[Data items]
───

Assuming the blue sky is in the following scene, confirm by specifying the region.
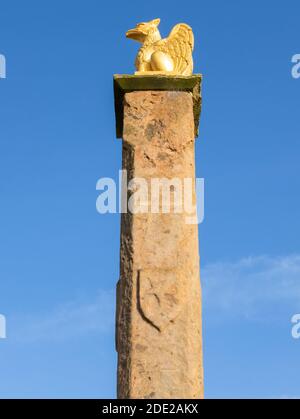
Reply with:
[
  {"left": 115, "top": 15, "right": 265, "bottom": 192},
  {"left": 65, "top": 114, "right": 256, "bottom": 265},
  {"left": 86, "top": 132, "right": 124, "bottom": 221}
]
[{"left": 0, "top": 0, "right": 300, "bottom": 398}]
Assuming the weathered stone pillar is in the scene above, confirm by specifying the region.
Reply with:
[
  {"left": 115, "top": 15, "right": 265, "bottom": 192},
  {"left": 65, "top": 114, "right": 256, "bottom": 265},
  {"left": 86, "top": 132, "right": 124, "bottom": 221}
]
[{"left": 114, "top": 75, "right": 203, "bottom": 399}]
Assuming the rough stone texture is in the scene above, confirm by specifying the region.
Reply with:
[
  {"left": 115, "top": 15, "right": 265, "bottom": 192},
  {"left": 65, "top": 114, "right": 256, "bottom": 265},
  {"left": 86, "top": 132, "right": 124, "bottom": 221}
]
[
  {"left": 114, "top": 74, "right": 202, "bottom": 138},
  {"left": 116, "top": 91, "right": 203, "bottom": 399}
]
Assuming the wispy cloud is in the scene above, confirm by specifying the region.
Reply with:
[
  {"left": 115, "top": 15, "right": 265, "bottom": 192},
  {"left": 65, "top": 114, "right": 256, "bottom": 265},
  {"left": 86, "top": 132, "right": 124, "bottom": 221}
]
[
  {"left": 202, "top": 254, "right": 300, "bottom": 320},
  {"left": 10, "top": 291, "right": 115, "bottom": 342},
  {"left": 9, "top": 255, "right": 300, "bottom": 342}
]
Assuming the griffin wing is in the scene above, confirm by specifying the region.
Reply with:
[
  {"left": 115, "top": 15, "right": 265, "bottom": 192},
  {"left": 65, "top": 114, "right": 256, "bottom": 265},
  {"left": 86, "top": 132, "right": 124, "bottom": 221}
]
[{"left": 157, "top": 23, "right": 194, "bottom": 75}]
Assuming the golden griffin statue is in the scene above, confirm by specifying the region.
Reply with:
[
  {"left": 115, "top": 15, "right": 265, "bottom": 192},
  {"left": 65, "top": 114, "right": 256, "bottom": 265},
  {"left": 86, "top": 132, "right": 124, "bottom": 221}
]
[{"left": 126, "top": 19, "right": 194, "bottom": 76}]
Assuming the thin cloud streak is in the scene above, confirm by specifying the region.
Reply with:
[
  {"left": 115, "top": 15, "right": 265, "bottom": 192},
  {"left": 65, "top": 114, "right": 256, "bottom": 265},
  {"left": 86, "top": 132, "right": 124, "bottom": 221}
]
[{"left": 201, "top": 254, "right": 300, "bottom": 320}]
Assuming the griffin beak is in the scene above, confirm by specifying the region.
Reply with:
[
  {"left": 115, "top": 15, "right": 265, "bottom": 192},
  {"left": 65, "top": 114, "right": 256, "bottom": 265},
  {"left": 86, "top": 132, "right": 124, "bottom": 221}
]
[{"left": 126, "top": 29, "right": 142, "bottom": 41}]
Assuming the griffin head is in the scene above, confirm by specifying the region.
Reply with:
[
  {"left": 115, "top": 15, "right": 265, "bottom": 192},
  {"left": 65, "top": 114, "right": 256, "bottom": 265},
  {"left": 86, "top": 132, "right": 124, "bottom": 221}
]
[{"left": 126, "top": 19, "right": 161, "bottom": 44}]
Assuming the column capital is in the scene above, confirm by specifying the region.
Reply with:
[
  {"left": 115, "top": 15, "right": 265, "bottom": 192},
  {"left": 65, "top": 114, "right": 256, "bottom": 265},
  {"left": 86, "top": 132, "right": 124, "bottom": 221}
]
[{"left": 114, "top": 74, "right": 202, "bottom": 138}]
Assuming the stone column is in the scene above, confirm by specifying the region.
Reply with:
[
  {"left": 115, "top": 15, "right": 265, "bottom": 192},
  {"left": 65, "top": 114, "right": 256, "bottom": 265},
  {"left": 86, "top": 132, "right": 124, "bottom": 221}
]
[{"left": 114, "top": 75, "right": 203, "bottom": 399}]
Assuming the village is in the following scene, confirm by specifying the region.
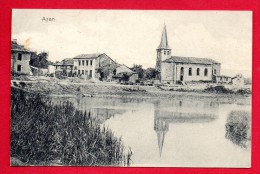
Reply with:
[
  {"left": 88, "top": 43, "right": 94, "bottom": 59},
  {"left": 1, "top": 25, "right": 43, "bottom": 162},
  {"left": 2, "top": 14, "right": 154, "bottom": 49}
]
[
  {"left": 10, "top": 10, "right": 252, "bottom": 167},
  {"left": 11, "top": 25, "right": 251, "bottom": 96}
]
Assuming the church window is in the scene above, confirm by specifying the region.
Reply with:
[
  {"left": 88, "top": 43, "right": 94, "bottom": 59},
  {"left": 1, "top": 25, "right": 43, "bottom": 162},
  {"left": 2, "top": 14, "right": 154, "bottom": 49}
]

───

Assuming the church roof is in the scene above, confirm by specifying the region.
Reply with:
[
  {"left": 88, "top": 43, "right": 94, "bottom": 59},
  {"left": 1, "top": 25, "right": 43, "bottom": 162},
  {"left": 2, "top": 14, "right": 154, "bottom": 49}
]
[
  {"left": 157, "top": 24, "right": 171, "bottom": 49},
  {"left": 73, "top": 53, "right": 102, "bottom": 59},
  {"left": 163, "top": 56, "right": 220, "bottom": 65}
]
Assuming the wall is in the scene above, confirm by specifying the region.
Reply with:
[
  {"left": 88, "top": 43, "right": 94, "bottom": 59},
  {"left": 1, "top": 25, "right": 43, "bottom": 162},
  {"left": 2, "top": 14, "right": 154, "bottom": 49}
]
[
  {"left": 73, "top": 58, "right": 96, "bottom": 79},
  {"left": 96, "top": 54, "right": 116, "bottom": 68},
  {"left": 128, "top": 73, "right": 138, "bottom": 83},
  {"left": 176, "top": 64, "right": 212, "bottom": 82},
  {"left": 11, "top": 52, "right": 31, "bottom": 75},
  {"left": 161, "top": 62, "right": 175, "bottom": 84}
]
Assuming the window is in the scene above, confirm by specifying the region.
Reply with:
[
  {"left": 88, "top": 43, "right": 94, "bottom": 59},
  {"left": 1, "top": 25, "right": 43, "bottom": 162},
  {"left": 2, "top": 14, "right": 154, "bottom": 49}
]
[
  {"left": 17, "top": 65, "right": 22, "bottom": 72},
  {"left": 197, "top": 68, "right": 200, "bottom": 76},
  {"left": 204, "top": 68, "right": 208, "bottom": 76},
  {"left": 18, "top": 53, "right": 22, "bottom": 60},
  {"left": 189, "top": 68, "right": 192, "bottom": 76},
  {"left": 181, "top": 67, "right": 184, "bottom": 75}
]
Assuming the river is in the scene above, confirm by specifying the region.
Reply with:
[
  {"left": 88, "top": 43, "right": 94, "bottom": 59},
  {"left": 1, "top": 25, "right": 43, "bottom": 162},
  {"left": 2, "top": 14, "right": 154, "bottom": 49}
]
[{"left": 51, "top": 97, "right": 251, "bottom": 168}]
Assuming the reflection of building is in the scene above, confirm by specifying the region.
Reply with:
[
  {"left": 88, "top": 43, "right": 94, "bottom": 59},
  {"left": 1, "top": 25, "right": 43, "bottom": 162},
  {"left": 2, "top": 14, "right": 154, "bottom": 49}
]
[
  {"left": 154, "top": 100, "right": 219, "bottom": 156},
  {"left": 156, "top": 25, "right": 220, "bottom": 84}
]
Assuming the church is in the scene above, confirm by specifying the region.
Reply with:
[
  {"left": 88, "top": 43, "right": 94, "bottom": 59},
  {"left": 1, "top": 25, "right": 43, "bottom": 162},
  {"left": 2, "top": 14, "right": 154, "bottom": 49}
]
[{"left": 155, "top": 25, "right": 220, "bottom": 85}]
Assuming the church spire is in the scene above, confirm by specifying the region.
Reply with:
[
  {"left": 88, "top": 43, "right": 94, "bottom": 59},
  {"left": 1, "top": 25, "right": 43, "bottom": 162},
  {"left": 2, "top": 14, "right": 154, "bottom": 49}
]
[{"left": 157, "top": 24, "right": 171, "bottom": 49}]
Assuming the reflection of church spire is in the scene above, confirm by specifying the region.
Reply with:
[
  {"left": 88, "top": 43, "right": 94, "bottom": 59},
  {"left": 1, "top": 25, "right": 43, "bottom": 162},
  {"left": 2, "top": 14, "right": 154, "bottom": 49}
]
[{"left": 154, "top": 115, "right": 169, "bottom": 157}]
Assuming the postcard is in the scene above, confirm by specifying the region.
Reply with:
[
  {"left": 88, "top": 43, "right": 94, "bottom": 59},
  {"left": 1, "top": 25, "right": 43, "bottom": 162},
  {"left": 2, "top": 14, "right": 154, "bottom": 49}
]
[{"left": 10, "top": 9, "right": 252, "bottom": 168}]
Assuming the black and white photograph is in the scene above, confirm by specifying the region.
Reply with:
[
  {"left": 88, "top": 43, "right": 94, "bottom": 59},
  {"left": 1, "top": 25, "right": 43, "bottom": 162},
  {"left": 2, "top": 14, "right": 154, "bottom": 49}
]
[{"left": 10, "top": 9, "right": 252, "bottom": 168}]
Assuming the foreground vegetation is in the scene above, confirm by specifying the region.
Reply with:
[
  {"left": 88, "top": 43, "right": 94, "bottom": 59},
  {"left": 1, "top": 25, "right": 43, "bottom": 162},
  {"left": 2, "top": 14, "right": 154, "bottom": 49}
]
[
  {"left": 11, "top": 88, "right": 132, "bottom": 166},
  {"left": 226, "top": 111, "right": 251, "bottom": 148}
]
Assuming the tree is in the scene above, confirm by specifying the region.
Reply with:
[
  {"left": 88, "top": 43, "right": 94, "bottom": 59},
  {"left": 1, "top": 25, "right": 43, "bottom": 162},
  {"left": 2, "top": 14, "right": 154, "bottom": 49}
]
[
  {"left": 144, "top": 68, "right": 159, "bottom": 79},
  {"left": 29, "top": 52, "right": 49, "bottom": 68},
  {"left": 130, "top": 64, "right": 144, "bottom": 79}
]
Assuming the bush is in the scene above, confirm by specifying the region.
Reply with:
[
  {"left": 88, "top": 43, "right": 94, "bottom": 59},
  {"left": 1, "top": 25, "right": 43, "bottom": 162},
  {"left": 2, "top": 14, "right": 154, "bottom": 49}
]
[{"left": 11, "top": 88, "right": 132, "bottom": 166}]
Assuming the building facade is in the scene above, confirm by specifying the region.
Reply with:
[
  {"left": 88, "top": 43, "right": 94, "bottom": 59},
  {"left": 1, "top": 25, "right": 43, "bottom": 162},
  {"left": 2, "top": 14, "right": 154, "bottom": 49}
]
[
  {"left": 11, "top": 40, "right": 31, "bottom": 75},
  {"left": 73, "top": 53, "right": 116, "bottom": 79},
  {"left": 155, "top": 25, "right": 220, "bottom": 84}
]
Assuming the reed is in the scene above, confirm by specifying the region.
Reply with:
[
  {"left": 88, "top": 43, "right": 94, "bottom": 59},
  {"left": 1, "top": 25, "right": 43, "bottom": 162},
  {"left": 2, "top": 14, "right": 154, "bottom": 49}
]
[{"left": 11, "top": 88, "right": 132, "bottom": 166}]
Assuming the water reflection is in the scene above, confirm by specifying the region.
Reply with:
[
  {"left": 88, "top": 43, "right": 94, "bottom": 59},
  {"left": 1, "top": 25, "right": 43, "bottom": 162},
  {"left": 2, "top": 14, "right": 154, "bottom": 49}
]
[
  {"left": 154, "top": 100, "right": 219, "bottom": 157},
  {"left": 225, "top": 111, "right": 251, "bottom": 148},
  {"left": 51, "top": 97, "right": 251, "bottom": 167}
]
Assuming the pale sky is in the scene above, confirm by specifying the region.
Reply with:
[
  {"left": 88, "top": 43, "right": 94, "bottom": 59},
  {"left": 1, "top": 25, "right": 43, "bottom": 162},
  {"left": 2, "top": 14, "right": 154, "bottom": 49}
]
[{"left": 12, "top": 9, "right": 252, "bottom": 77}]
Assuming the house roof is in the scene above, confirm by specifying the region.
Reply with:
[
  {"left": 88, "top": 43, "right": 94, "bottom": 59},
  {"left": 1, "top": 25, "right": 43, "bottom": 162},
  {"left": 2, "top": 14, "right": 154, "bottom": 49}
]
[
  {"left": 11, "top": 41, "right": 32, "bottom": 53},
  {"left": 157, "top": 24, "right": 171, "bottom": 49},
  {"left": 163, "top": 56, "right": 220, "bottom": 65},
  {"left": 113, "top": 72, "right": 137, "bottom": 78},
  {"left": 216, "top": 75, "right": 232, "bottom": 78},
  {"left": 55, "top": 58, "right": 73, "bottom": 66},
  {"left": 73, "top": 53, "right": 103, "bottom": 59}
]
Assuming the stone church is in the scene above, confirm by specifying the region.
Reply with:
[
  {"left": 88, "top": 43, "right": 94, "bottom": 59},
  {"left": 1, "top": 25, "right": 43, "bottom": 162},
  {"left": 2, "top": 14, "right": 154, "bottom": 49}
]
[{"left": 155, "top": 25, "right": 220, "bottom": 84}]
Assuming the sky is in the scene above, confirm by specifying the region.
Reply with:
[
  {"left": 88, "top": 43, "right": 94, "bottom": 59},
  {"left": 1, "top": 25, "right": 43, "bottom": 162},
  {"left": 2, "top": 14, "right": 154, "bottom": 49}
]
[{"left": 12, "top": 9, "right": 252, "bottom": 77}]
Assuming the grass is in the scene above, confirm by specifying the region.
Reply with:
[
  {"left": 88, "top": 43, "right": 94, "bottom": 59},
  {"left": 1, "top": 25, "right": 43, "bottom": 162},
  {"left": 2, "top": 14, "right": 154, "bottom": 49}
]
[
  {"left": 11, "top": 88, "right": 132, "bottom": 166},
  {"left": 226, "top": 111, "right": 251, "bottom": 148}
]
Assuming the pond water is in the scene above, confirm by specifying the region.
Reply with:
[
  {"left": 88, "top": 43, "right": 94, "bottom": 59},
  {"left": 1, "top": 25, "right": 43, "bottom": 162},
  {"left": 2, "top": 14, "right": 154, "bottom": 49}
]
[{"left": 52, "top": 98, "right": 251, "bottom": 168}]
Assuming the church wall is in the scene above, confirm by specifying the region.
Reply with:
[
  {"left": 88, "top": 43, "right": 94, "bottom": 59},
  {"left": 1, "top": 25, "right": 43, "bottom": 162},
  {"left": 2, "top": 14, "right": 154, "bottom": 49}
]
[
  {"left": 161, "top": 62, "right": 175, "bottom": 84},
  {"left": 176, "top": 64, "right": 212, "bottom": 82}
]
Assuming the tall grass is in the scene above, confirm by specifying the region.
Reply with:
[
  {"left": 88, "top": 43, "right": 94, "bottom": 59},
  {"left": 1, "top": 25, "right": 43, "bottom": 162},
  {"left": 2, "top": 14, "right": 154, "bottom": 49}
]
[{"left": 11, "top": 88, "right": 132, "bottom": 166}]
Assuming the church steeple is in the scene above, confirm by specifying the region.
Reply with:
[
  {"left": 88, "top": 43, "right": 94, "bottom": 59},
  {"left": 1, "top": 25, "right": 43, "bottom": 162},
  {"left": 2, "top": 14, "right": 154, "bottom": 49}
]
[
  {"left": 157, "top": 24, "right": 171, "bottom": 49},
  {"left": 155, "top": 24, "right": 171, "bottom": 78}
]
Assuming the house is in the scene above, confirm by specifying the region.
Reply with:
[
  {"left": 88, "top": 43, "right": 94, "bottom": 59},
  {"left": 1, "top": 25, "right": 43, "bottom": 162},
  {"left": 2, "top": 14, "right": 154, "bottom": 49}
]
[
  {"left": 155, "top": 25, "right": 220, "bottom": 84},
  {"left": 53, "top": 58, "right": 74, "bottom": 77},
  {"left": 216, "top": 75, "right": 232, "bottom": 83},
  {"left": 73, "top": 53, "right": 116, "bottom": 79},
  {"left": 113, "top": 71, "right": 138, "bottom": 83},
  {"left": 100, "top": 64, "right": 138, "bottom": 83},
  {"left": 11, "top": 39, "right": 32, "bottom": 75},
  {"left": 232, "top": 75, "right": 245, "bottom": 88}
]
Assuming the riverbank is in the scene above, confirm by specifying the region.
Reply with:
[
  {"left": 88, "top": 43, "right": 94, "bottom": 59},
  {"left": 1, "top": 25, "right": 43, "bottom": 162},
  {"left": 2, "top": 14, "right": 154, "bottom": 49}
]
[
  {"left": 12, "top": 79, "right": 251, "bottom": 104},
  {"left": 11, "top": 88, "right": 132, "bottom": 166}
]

───

# TASK INSTRUCTIONS
Filter the records above, keeping only the lines that include the word "cloud", and copy each one out. Treat uppercase and lowercase as different.

# PROBLEM SOLUTION
Assuming the wispy cloud is in the scene above, confirm by specifying the region.
Assuming the thin cloud streak is in the scene above, confirm by specifying the region.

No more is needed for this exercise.